_Assigned task_
Copy the stretch of the passage on MDMA and violent crime in Bermuda from "Asked point blankly" through "evidence to say so.", substituting "ecstasy" for "MDMA".

[Opening Document excerpt section]

For police it is not merely a singular or local battle to confiscate, arrest and dismantle criminal organisations but one which is operated in partnership with international law enforcement partners.
Said Mr. Corbishley: “We consist that we focus on that and we work internationally with other law enforcement agencies because it’s right to protect Bermuda from this type of criminality.
“But we are fully aware of it. Obviously there are inquiries going on at the moment.”
Asked point blankly whether MDMA and the nature of its mind altering and hallucinogenic effects could be directly fueling the recent spate of violent crime the Commissioner neither confirmed or denied this to be the case as there was not yet enough viable case or scientifically established evidence to say so.
However, the conspiring flood of MDMA and rise of violence give indication that there could well be a deviously intimate relationship between the two.
“I think that you make a good point Trevor, but I think that to confirm or deny is a really difficult issue,” said the Commissioner. “You have far greater history on Bermuda than I and the period of gang violence, particular from the period of 2009 and after that there are many different aspects to why gang violence takes place.

[Closing Document excerpt section]
[Opening Records section]

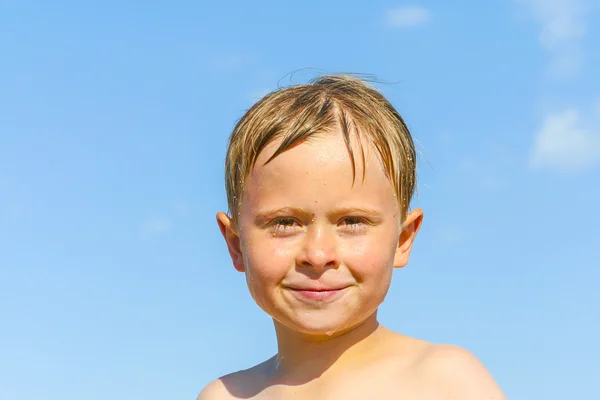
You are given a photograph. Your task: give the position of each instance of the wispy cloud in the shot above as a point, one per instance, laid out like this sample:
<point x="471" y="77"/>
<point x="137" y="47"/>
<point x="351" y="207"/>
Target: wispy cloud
<point x="407" y="16"/>
<point x="567" y="142"/>
<point x="159" y="225"/>
<point x="562" y="25"/>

[Closing Records section]

_Answer space_
Asked point blankly whether ecstasy and the nature of its mind altering and hallucinogenic effects could be directly fueling the recent spate of violent crime the Commissioner neither confirmed or denied this to be the case as there was not yet enough viable case or scientifically established evidence to say so.